● **TESTO PROPOSTO**
+-------+

LA MORTE IN DIRETTA TV
UN FALSO BALLETTO PER UN VERO DOLORE


Di Marina Corradi



Un malato terminale ha permesso alle telecamere della Bbc di riprendere i giorni della sua agonia e il momento della morte. (…)
È la storia di un vecchio tedesco, stabilitosi con la moglie in Irlanda, che si ammala di cancro. La telecamera lo segue dalla prima diagnosi all'ultimo respiro. Il vecchio non ne è infastidito, anzi: "Mi piace - dice - che tutti vedano come è possibile vivere al meglio la fine della vita".
C'erano una volta, molti secoli fa, le "ars moriendi" , piccoli testi che insegnavano a morire "bene". Il filmato della Bbc sembra un'"ars moriendi" del Duemila: più che la cronaca di un'agonia, un documentario girato con fini educativi. Per insegnare come affrontare la morte a uomini che non credono in alcun Dio, come il vecchio tedesco in questione ("Dopo la morte, sarò morto e basta. Non c'è altra vita, non c'è niente: resta solo una manciata di cenere"). Uomini per cui - secondo le parole della voce fuori campo - la vita di un individuo è solo la piccola parte di un ciclo infinito, che dalle ceneri attingerà nuovamente materia per costruire querce, o verdure dell'orto: come dice il protagonista, che assicura d'essere felice di diventare, una volta cremato, concime per le sue rose. Una miscela di nichilismo (siamo un nulla e torneremo nel nulla) e di spiritualismo ecologista e new age.
Ognuno muore come vuole, anche - se gli piace - con un microfono piazzato a registrare l'ultimo rantolo. Soltanto, lo spettatore davanti al film viene preso da un crescente disagio. C'è qualcosa che non torna, qualcosa di falso. Non perché non sia vera la morte del vecchio tedesco. Ma quanto sa di fasullo quella serenità, quella forzata letizia degli amici che strimpellano al capezzale del morente la sua canzone preferita. Quanto è assurdo quello scambio di battute tra il medico e il moribondo: "Sei preoccupato?". "Ma no - risponde il vecchio - non sono preoccupato". Morire, è una cosa da poco. Di che aver paura? Rinasceremo, sotto forma di cani o di ghiande, prima o poi. Dov'è il dramma?

+-------+

● **DATI DA ANALIZZARE**

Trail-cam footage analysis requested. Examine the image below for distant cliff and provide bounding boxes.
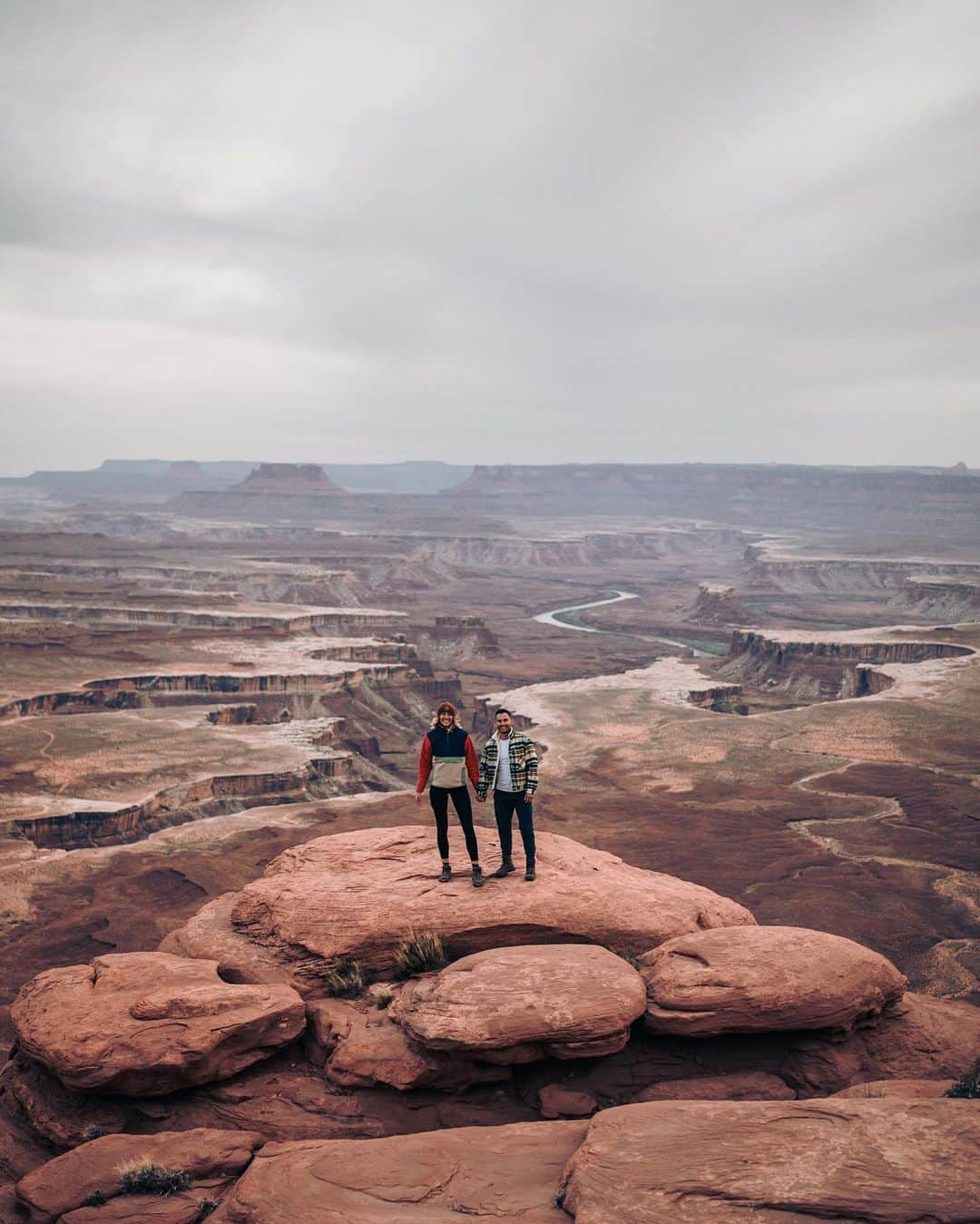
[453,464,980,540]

+-------+

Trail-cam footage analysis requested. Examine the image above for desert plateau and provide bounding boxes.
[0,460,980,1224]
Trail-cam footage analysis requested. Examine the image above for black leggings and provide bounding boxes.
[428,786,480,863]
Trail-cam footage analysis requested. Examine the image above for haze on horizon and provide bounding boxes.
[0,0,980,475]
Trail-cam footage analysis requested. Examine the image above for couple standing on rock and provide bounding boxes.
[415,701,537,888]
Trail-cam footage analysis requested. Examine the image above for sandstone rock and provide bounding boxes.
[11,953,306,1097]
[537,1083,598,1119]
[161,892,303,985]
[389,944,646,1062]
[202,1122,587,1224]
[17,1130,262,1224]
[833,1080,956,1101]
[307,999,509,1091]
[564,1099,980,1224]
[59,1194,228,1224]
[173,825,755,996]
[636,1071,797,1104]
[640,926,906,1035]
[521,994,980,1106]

+-------+

● **CONSEGNE**
A: Riporta fedelmente il passo dell'articolo sulla morte in diretta TV compreso tra "LA MORTE IN" e "della morte. (…)", estremi inclusi.
B: Nell'articolo sulla morte in diretta TV, quali forme assumerà di nuovo, secondo quanto vi si afferma, la materia di chi muore? Elencale tutte.

● **ELENCO SOLUZIONI**
A:
LA MORTE IN DIRETTA TV
UN FALSO BALLETTO PER UN VERO DOLORE


Di Marina Corradi



Un malato terminale ha permesso alle telecamere della Bbc di riprendere i giorni della sua agonia e il momento della morte. (…)

B:
querce
verdure dell'orto
concime per le rose
cani
ghiande